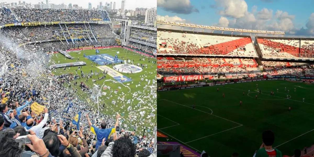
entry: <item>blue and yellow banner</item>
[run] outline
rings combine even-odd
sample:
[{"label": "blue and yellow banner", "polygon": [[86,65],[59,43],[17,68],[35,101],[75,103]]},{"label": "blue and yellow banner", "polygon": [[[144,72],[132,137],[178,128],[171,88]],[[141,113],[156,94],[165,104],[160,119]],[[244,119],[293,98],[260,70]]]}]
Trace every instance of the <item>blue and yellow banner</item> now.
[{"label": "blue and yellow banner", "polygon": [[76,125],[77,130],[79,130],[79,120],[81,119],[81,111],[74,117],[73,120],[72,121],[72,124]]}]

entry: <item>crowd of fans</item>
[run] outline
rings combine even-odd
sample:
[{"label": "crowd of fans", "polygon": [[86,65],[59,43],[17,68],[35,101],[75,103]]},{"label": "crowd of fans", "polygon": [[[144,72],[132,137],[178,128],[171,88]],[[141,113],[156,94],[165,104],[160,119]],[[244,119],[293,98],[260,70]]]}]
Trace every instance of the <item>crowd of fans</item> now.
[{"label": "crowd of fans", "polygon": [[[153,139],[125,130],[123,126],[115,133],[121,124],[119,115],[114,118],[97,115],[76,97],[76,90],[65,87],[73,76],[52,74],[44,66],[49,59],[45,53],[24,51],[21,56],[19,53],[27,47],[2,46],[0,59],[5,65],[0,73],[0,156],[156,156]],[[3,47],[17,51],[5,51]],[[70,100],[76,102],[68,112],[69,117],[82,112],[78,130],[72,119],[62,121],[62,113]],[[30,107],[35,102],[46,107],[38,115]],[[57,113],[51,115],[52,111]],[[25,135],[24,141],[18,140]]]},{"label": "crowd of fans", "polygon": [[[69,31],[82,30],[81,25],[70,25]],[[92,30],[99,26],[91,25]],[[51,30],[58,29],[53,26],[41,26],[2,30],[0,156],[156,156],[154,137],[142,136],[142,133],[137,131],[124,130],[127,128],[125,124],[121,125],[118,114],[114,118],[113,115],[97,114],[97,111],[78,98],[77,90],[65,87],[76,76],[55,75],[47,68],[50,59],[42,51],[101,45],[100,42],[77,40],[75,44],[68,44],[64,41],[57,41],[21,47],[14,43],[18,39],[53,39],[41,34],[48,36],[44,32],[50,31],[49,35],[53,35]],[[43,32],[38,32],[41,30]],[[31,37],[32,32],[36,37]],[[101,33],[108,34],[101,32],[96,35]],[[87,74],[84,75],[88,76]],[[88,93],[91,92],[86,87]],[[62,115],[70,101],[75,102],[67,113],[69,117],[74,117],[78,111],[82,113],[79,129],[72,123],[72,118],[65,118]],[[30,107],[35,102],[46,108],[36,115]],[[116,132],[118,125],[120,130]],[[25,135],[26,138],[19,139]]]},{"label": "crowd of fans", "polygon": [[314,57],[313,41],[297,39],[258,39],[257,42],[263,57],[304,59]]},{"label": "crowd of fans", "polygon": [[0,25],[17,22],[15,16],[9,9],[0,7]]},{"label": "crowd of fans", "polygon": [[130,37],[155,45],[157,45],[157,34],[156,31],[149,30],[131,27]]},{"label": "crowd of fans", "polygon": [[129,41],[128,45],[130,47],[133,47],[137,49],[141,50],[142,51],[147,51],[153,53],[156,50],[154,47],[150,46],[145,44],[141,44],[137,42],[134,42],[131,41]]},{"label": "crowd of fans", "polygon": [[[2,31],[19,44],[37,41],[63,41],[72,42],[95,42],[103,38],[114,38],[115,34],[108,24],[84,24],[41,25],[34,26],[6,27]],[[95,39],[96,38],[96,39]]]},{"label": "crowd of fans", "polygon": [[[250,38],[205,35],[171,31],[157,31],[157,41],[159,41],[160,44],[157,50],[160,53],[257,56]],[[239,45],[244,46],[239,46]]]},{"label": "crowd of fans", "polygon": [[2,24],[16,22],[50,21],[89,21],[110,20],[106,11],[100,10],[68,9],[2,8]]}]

──────────

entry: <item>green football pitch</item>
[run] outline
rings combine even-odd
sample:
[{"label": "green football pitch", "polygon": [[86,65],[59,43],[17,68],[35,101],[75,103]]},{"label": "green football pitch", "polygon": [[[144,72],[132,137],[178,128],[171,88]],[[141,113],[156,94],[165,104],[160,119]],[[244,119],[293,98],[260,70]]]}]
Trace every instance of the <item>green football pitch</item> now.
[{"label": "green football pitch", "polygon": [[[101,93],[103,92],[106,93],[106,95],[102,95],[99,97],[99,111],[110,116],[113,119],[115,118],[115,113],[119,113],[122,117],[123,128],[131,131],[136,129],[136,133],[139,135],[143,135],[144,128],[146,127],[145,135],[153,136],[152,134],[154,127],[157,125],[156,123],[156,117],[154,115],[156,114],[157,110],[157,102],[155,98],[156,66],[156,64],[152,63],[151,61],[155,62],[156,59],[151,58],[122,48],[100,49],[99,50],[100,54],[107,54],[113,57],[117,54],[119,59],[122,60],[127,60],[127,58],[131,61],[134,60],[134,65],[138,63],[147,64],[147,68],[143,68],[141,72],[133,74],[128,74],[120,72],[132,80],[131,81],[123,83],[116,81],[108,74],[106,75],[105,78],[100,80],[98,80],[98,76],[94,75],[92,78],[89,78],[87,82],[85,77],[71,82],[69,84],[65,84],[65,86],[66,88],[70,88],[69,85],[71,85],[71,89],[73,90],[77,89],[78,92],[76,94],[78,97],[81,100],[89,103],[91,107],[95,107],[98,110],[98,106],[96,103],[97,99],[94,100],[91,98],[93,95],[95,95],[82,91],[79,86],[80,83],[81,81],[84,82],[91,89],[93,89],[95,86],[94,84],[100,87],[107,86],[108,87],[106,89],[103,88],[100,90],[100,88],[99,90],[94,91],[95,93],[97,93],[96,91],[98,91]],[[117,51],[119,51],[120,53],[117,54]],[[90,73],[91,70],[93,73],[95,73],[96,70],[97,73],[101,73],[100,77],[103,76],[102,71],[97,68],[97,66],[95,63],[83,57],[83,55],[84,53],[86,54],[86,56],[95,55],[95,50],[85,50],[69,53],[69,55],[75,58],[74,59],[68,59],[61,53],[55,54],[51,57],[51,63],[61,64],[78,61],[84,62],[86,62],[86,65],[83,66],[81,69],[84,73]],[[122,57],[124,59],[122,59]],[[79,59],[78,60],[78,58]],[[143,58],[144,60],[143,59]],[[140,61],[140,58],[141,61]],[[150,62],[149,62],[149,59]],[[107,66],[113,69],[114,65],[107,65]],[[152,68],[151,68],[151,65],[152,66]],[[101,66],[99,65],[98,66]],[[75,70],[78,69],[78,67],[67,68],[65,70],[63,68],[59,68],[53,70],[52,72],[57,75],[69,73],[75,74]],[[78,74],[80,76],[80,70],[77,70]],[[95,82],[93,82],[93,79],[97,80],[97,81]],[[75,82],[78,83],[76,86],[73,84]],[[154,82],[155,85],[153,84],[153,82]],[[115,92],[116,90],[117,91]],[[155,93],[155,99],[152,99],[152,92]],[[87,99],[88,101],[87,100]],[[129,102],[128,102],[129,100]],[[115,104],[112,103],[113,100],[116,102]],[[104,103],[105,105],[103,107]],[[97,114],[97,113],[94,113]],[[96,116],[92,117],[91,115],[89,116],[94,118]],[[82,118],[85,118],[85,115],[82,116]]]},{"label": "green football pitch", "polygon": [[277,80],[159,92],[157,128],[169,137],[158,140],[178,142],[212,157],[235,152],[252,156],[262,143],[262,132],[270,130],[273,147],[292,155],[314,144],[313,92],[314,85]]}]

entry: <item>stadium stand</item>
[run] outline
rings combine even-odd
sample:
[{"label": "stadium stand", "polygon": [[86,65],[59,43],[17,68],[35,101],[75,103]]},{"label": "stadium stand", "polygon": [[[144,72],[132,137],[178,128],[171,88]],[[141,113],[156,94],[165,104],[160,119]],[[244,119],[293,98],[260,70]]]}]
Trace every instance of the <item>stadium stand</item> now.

──────────

[STATED EXERCISE]
Rewrite the lines from the line with "entry: <item>green football pitch</item>" to the line with "Trace every instance of the <item>green", swapping "green football pitch" out for "soccer field" and leaving everything else unchanged.

[COMPLETE ANSWER]
entry: <item>soccer field</item>
[run] outline
rings combine even-odd
sample:
[{"label": "soccer field", "polygon": [[86,65],[59,43],[17,68],[35,101],[75,103]]},{"label": "soccer field", "polygon": [[[144,72],[132,137],[178,128],[171,88]],[[141,113],[156,94],[165,104],[160,119]],[[244,119],[293,98],[260,70]]]}]
Trace every instance of the <item>soccer field</item> now.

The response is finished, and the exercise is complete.